(Stated problem)
Gather each line of the material below that contains the word "striped", copying it in full. Treat case as significant.

(Data extract)
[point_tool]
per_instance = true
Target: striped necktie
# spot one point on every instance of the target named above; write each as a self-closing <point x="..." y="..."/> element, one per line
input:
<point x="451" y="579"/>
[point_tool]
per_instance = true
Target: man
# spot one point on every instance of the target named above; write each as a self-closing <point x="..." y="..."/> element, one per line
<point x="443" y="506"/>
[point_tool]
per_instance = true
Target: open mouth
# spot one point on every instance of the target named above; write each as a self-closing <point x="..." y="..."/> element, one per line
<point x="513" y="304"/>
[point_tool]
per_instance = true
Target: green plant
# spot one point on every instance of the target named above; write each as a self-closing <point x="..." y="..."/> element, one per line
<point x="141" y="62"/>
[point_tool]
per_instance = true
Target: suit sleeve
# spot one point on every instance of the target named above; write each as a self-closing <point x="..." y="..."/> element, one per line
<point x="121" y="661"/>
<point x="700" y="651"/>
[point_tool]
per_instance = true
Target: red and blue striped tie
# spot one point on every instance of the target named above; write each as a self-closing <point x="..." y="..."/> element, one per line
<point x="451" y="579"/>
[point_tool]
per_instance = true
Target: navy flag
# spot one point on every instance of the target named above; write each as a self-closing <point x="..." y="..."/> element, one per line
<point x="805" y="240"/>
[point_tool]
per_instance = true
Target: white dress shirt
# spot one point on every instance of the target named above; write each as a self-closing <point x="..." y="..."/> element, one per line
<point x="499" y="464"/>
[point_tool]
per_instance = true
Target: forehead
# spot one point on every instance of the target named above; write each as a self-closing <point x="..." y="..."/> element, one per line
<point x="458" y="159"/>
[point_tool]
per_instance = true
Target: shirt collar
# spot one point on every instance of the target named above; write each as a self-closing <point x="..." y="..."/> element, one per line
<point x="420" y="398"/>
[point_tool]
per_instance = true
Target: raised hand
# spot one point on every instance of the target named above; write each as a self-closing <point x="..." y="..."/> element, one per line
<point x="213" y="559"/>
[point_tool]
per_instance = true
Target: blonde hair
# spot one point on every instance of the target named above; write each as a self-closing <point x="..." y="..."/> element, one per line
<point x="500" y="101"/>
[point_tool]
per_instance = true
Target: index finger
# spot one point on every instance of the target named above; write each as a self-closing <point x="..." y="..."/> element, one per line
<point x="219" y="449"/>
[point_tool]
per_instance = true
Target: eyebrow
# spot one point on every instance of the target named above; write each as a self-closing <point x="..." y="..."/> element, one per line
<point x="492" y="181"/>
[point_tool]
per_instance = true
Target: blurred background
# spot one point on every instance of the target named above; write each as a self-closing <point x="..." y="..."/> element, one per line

(Final answer)
Target: striped necktie
Target: red and blue striped tie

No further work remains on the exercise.